TASK INSTRUCTIONS:
Each entry needs to be duplicated exactly.

Records from a collection:
^^^^^^^^^^^^^^^^

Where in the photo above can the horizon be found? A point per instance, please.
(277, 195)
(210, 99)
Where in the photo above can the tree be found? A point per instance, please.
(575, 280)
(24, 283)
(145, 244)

^^^^^^^^^^^^^^^^

TASK ANSWER:
Where in the photo above can the horizon be found? A point per instance, please.
(277, 195)
(210, 99)
Where in the photo above can the tree be found? A point per instance, please.
(575, 280)
(24, 283)
(145, 244)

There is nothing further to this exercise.